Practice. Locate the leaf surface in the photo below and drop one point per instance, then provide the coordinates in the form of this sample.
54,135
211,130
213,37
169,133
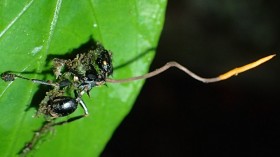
# # # # # # #
Exercise goal
With every picture removed, give the entries above again exactly.

Response box
Practice. Locate the leaf surface in the photo below and drop one point per instance, then provide the coordinates in the form of this sample.
54,135
211,130
213,37
169,133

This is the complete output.